— GIVEN TASK 1 —
Write out, word for word, the passage of the thread on the Einstein@home pulsar discovery that begins with the words "## twilyth (Aug" and ends with "in the world.".
____________
# Einstein@home finds rare pulsar, gets published



## twilyth (Aug 14, 2010)

This is really cool.  E@home was originally dedicated to finding gravity waves but a couple of years ago they added the search for a special type of pulsar.  The people whose computers found the data leading to the pulsar are given credit in the Science article.  The journals Science and their UK competitor Nature are 2 of the most influential and widely read journals in the world.

Volunteers' Idle Computer Time Turns Up a Celestial Oddball



> A newfound stellar remnant some 17,000 light-years away is not your everyday pulsar. For starters, the hyperdense, swiftly pirouetting object appears to belong to a rare class known as disrupted recycled pulsars. Pulsars are so known because they rotate rapidly—this one spins more than 40 times a second—and give off a beam of radio waves that sweeps across the sky, much like a lighthouse. To an outside observer the radiation appears to pulse each time the beam points in the observer's direction.
> 
> A disrupted recycled pulsar is a former member of a binary stellar pairing that first exploded as a supernova and collapsed to an extraordinarily dense object known as a neutron star, before cannibalizing matter from its neighbor, spinning faster all the while, and finally breaking free from its binary companion when the neighbor exploded as a supernova itself. Disrupted recycled pulsars are uncommon—a recent study estimated that of more than 1,500 known pulsars, only eight are of the disrupted recycled variety.


----------
____________
— GIVEN TASK 2 —
Locate each line of the listing below that contains the string "golden", and copy those lines. Case counts.
____________
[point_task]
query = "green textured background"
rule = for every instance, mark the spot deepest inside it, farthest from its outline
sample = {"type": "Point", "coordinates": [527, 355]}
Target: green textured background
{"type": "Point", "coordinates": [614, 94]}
____________
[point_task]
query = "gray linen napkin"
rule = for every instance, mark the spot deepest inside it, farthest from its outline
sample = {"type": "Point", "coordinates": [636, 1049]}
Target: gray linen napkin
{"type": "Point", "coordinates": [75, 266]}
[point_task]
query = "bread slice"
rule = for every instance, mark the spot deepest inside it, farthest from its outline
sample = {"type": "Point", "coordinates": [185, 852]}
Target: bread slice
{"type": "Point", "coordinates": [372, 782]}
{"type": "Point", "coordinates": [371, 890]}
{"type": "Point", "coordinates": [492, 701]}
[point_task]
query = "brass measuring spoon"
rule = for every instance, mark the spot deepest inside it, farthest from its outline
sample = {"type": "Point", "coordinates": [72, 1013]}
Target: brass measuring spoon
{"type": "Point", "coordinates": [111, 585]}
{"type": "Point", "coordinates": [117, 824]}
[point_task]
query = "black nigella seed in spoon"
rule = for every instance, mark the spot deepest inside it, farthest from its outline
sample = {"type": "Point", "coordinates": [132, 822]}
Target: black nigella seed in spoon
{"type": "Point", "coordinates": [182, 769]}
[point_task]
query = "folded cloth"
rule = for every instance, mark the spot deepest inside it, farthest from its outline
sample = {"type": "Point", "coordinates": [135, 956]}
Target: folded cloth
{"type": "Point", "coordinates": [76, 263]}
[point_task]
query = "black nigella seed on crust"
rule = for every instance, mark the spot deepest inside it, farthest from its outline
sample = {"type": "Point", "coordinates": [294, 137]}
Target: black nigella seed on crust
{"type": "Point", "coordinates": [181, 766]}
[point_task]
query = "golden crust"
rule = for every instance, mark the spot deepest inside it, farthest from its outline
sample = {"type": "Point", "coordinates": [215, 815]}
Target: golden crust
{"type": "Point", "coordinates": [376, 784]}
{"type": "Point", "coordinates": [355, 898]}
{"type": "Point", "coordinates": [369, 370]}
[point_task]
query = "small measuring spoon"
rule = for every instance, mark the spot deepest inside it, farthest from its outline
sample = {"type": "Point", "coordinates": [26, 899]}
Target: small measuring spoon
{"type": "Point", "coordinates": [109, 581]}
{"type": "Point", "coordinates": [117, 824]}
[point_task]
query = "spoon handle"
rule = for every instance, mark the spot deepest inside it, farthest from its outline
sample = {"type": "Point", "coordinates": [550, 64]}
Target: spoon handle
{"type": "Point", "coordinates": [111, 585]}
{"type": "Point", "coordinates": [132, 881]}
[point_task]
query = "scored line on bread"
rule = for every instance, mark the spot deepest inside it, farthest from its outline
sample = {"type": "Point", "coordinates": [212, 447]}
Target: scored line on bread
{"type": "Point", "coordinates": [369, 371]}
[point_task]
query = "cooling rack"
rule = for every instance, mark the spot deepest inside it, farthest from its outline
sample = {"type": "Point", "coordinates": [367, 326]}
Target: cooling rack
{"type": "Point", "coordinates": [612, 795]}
____________
— WRITTEN REPLY 1 —
## twilyth (Aug 14, 2010)

This is really cool.  E@home was originally dedicated to finding gravity waves but a couple of years ago they added the search for a special type of pulsar.  The people whose computers found the data leading to the pulsar are given credit in the Science article.  The journals Science and their UK competitor Nature are 2 of the most influential and widely read journals in the world.

— WRITTEN REPLY 2 —
query = "golden crust"
Target: golden crust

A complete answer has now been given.